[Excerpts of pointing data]
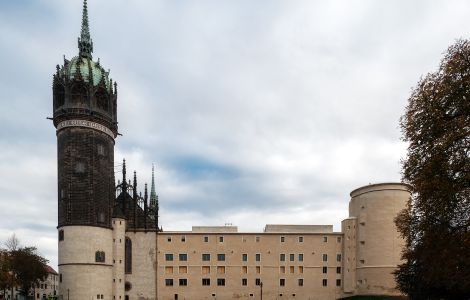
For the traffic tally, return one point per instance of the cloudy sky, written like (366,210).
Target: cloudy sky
(254,112)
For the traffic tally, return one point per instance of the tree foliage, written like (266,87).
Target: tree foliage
(21,267)
(436,223)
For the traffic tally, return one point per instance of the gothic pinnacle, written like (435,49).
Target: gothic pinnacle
(85,44)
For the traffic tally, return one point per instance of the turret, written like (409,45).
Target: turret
(84,115)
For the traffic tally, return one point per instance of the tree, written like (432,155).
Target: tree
(28,267)
(436,222)
(21,267)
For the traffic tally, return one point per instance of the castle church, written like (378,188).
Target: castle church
(111,245)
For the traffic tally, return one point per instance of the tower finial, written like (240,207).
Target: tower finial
(153,194)
(85,44)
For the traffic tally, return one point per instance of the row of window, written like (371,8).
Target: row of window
(221,270)
(220,239)
(221,257)
(222,282)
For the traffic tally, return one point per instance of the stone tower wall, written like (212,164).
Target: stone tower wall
(82,276)
(373,244)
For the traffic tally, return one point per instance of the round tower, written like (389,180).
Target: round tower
(84,114)
(374,238)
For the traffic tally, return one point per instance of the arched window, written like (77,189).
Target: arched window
(128,256)
(78,94)
(100,256)
(59,95)
(101,97)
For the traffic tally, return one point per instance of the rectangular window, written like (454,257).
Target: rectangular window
(183,282)
(221,281)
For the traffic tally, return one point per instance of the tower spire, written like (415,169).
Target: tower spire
(85,44)
(153,194)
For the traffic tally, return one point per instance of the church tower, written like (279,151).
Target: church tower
(84,115)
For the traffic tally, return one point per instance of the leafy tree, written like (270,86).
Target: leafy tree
(21,267)
(436,223)
(28,267)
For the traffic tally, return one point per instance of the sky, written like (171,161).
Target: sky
(253,112)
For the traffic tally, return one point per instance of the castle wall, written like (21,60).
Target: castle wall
(119,236)
(378,244)
(142,278)
(270,269)
(82,277)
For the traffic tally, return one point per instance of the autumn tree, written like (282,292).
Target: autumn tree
(21,267)
(436,223)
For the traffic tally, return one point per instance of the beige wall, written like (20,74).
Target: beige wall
(378,245)
(119,236)
(82,277)
(233,246)
(144,264)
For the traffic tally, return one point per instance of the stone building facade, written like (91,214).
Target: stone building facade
(111,245)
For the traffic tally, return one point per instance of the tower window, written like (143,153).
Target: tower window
(100,149)
(101,98)
(80,168)
(79,95)
(221,281)
(99,256)
(128,256)
(59,96)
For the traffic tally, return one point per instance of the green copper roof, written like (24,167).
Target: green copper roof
(86,68)
(85,44)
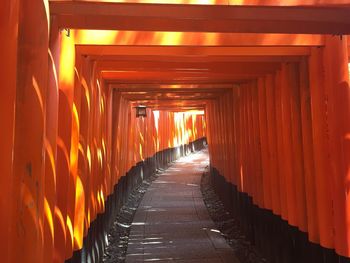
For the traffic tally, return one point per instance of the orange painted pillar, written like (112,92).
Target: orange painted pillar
(308,156)
(9,10)
(29,167)
(258,170)
(252,145)
(50,144)
(287,145)
(337,88)
(66,94)
(264,144)
(321,148)
(272,142)
(280,151)
(297,150)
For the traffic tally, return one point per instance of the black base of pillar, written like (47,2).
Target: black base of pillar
(278,241)
(95,242)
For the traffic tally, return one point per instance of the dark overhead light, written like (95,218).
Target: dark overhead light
(66,31)
(141,111)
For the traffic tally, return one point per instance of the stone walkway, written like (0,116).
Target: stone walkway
(172,222)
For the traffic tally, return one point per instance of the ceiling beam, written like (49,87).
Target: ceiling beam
(202,18)
(191,51)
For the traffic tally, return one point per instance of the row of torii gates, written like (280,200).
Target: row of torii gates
(265,82)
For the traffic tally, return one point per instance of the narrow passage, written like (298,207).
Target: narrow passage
(172,222)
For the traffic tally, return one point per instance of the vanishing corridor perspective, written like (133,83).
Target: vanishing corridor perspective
(96,96)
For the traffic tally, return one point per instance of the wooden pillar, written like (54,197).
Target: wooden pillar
(264,144)
(65,106)
(50,143)
(280,151)
(287,146)
(9,10)
(297,147)
(308,154)
(29,164)
(321,148)
(335,62)
(272,141)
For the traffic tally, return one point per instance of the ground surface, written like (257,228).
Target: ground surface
(172,222)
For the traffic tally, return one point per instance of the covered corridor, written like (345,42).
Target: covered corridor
(264,82)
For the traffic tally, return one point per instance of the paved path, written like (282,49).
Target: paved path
(172,223)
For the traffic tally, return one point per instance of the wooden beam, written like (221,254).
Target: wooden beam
(191,51)
(202,18)
(142,38)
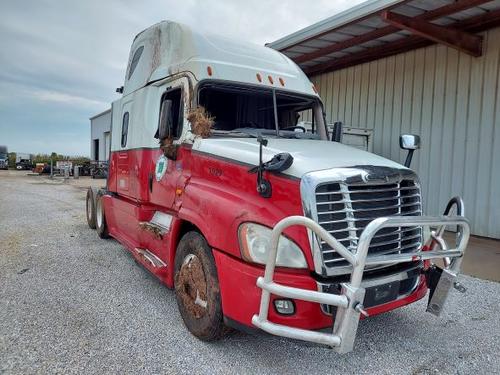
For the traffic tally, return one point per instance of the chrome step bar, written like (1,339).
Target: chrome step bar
(152,259)
(350,300)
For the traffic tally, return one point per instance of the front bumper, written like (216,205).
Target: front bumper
(349,303)
(241,296)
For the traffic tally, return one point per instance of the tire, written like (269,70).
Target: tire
(197,288)
(100,218)
(90,208)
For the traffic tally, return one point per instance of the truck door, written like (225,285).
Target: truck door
(167,171)
(123,155)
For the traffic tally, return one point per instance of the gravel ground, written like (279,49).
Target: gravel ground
(72,303)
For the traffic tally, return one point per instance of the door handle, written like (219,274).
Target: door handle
(150,182)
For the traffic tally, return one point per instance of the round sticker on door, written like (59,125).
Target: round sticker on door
(161,167)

*Objective*.
Copy out the listing exactly as it stands, but not the pictures.

*Completed exercise*.
For the traffic tally, return one point per instance of the cloudy sky, written like (366,210).
Target: cloudy sky
(254,112)
For the traffic tally, return one point per instance of the tree foliage, written like (266,87).
Target: tree foliage
(21,267)
(436,223)
For the traffic tally, return one point per instance of the gothic pinnacle, written like (435,49).
Target: gothic pinnacle
(85,44)
For the traffic tally, return one point per instance of the turret, written like (409,45).
Target: turret
(84,115)
For the traffic tally, return one point per instance of the tree, written like (432,155).
Target: tree
(28,267)
(436,222)
(21,267)
For the traffic tally, return one point per instance of the castle church, written like (378,188).
Target: castle church
(111,245)
For the traffic tally, return one point per instance of the tower finial, written like (240,207).
Target: tower finial
(153,194)
(85,44)
For the traffic tally, return one point per instance of the row of window, written like (371,8).
Target: row of window
(221,270)
(220,239)
(221,257)
(222,282)
For the traffic tally, return one point per instance of the stone tower wall, written like (212,164).
Target: stone tower wall
(82,276)
(373,244)
For the traffic tally, return one point per instance of the round tower, written like (389,180).
Target: round tower
(84,114)
(374,238)
For the traffic tally, return one point per instance of the arched window, written like (77,189).
Target: arched window
(128,256)
(78,94)
(100,256)
(59,95)
(101,97)
For the traffic tally, return one point per instance of the rectangular window, written like (454,257).
Target: rectangular window
(183,282)
(221,281)
For the traffic tally, return one point per instance of the tower spire, written like (415,169).
Target: tower spire
(85,44)
(153,194)
For the traffic tally, return one point per instance of the church tower, written like (279,151).
Target: church tower
(84,115)
For the traffic tally, return one point per instance of the leafy tree, written like (270,86).
Target: leafy tree
(21,267)
(436,223)
(28,267)
For the traffic tally, return one point per instance of the sky, written like (171,161).
Target: sky
(253,112)
For the traffic tally, return one point per instance of the castle wall, written like (21,60).
Target: castle wall
(119,236)
(378,244)
(142,278)
(270,269)
(82,277)
For the traffic tally, return one point per instance of the autumn tree, written like (282,292).
Target: autumn tree
(21,267)
(436,223)
For the traffic tally, return one point per instance of the beige wall, written like (20,74).
Target: beige wall
(378,245)
(119,236)
(82,277)
(233,246)
(144,264)
For the traffic tally, return one point per instance of the stone building facade, written like (91,214).
Target: stone building facade
(111,245)
For the traffic tally, return one point per instance of the tower window, written like (143,153).
Target: tower window
(100,149)
(101,98)
(80,168)
(79,95)
(221,281)
(99,256)
(128,256)
(59,96)
For the traffic tally, return one point per instance of the green copper roof, written like (24,167).
Target: green copper roof
(86,68)
(85,44)
For the traffic tally, return one point per instance of the orange painted pillar, written like (112,92).
Target: orange painted pillar
(308,156)
(9,10)
(29,167)
(258,170)
(252,145)
(50,144)
(287,145)
(337,88)
(66,94)
(264,144)
(321,148)
(272,142)
(280,151)
(297,150)
For the traffic tally, return one point per instance of the black base of pillar, written like (47,2).
Target: black base of pillar
(278,241)
(95,242)
For the traffic tally, return one point per instance of the dark overhead light, written like (95,218).
Target: dark overhead light
(66,31)
(141,111)
For the traffic tally, return one point per instance of the stone walkway, written like (0,116).
Target: stone walkway
(172,222)
For the traffic tally, return one point per instance of the ceiling beam, written like (49,87).
Target: ceiling beam
(202,18)
(191,51)
For the traffic tally, return one point per instance of the row of torii gates, written like (280,200).
Target: row of torii gates
(265,82)
For the traffic tally, return one point per instance of the narrow passage, written like (298,207).
Target: narrow passage
(172,222)
For the traffic tally, return one point per instance of the vanishing corridor perspective, written like (133,83).
Target: vanishing corridor perspective
(96,96)
For the traffic tally, return one point per instance of the wooden pillar, written like (54,197).
Target: wooden pillar
(264,144)
(65,106)
(50,143)
(280,151)
(287,146)
(9,10)
(297,147)
(308,154)
(29,164)
(321,148)
(335,62)
(272,141)
For the traffic tally, return one point per instance of the ground surface, written like (257,228).
Target: ground surface
(172,222)
For the traffic tally, return one point per instance of the covered corridor, written like (345,42).
Target: covered corridor
(264,82)
For the traffic tally, return one point per instance of the paved path, written like (282,49).
Target: paved path
(172,223)
For the traffic tally, return one point per instance of the wooden beam, written like (221,254).
Target: wooden beam
(191,51)
(202,18)
(142,38)
For the traffic tally, return one point per instance of the chrome step bar, written like (1,339).
Target: chrome step bar
(152,259)
(350,300)
For the traffic tally, return one point per instance of the front bumper, written like (216,205).
Target: front bumper
(349,303)
(241,296)
For the traffic tally, return one point per instance of the tire, written like (269,70).
Target: tire
(197,288)
(100,218)
(90,208)
For the traffic tally, return one point per instance of the truck door, written like (225,285).
Target: truck door
(167,171)
(123,155)
For the traffic tally, return one point per instance of the gravel ground, written like (279,49).
Target: gravel ground
(72,303)
For the traffic tally, return one point per instance of the door handle, written like (219,274).
Target: door handle
(150,182)
For the traffic tally, return one point per instance of the round sticker on door, written like (59,125).
Target: round sticker on door
(161,167)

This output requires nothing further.